--- Start of INPUT ROWS ---

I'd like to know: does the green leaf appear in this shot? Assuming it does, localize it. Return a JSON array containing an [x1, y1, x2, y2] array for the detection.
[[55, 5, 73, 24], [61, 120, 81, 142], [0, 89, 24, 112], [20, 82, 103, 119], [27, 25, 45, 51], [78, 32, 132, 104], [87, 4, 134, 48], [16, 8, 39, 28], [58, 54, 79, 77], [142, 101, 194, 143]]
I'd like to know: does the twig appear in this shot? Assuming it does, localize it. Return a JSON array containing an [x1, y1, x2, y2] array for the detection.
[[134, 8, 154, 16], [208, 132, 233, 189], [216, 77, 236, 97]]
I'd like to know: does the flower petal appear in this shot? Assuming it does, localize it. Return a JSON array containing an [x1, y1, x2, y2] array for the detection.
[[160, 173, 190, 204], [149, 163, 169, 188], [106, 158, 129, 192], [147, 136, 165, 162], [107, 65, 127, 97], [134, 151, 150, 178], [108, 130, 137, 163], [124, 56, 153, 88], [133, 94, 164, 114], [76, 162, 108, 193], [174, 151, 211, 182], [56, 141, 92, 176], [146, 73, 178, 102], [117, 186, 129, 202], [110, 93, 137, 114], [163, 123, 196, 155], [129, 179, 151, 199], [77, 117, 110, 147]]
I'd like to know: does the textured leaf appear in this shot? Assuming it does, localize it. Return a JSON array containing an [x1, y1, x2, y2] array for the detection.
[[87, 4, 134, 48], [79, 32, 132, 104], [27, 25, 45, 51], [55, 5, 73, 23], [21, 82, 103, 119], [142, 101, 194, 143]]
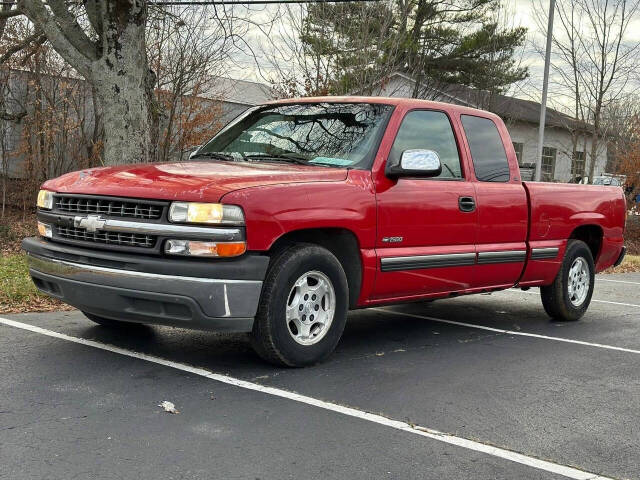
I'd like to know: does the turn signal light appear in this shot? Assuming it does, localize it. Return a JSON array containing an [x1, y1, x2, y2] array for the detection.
[[164, 240, 247, 257], [38, 222, 53, 238]]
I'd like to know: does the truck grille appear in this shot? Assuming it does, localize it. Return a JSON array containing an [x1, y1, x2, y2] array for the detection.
[[54, 195, 162, 220], [56, 225, 157, 248]]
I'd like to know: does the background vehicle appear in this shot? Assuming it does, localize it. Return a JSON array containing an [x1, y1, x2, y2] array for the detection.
[[23, 97, 625, 366]]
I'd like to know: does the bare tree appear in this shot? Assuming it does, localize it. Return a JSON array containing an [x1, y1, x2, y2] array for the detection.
[[147, 7, 236, 161], [0, 0, 154, 164]]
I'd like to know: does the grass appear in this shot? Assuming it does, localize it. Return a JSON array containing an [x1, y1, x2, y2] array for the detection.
[[0, 253, 69, 313]]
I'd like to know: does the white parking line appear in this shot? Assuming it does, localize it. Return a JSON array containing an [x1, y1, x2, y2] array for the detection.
[[504, 287, 640, 308], [0, 316, 613, 480], [596, 276, 640, 285], [370, 308, 640, 354]]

--- End of INPUT ROWS ---

[STATED PROBLEM]:
Print every line of the records above verbatim, from the first through the last, but leave out the picture markers.

[THE RESPONSE]:
I'd like to know: does the green leaf appear in this shot? Assuming it does, localize it. Return a JSON array containing an [x1, y1, x2, y2] array for the detection.
[[55, 5, 73, 24], [61, 120, 81, 142], [0, 89, 24, 112], [20, 82, 103, 119], [27, 25, 45, 51], [78, 32, 132, 104], [87, 4, 134, 48], [16, 8, 39, 28], [58, 54, 79, 77], [142, 101, 194, 143]]
I'd like to know: does the twig appear in this shot? Assuming it does, localize it. Return a JSON array containing an [x1, y1, x2, y2] array for the detection.
[[134, 8, 154, 16], [208, 132, 233, 189], [216, 77, 236, 97]]
I'd like to know: does the flower petal appear in this shot? Assuming it does, localize it. Return a JSON array containing an [x1, y1, x2, y2] array for the detection.
[[160, 173, 190, 204], [149, 163, 169, 188], [106, 158, 129, 192], [147, 136, 165, 162], [107, 65, 127, 97], [134, 151, 150, 178], [108, 130, 137, 163], [124, 56, 153, 88], [133, 94, 164, 114], [76, 162, 108, 193], [174, 151, 211, 182], [56, 141, 92, 176], [146, 73, 178, 102], [117, 186, 129, 202], [110, 93, 137, 114], [163, 123, 196, 155], [129, 179, 151, 199], [77, 117, 110, 147]]
I'd like to know: does the textured leaf appear in this shot? Assuming it does, localize it. Return a JSON array containing an [x1, y1, x2, y2] array for the detection.
[[87, 4, 134, 48], [79, 32, 132, 104], [27, 25, 45, 51], [55, 5, 73, 23], [21, 82, 103, 119], [142, 101, 194, 143]]
I'd like to know: does the turn signal light appear in this shot? Assuming it does, localize it. Return a JSON array containing an [x1, y1, x2, y2] array for the detection.
[[164, 240, 247, 257], [38, 222, 53, 238]]
I'd like to know: does the truck grille appear in this shot? Assuming it does, localize it. Return a JSON array containing an [x1, y1, x2, y2] array for the detection.
[[54, 195, 162, 220], [56, 225, 157, 248]]
I'd like to know: does the background vehicle appear in this shot? Assuming it does, localize it. Return a JSON array containing an [x1, y1, x2, y2] array for the detection.
[[23, 97, 625, 366]]
I'd like to know: does the bare tree appear in this shot? Assuming it does, localize it. Return a JSON array containing an [x1, y1, x2, y2] array for the detection.
[[147, 7, 236, 161], [0, 0, 154, 164]]
I'd like to know: does the grass appear in this shot? Assuming it does, localize it. Return a JSON array containing an [x1, y1, x2, y2] array for the detection.
[[0, 253, 69, 313]]
I'd like to know: does the white parking line appear in this shot? Assuming it does, localize it. Return a JSON array containing an [x1, y1, x2, y2] array for the detection.
[[504, 287, 640, 308], [0, 316, 613, 480], [596, 276, 640, 285], [370, 308, 640, 354]]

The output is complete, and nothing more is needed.